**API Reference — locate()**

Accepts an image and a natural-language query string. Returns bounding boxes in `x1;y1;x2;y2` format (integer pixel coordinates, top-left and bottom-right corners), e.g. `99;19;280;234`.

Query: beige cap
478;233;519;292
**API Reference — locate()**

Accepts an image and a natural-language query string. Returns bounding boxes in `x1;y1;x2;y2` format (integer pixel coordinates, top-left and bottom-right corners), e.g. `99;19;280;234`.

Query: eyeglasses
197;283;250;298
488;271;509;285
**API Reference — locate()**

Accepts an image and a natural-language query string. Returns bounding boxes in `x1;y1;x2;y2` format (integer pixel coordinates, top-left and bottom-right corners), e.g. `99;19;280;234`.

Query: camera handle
|---|
Direction:
Copy all the entries again, swapping "natural-language" for "free-text" and leaving everything else as it is.

Answer to the exercise:
**API Reference — locate()**

Accepts an image and a free-text query string. Returns bounding boxes in `x1;y1;x2;y2` format (integer pixel coordinates, top-left and bottom-right corners), e.g. `99;19;280;234`.

Query: beige cap
478;233;519;292
**API Reference — locate()**

Accepts an image and a free-text query string. Returns bounding boxes in `x1;y1;x2;y2` format (integer pixel coordinates, top-left and bottom-right corners), e.g. `99;19;280;234`.

Query: eyeglasses
197;283;250;298
488;271;509;285
**API Reference — locate()**

Accepts an image and a free-text query string. Returns bounding boxes in `x1;y1;x2;y2` format (integer pixel coordinates, top-left and bottom-right corners), e.g. `99;19;280;234`.

Query: camera handle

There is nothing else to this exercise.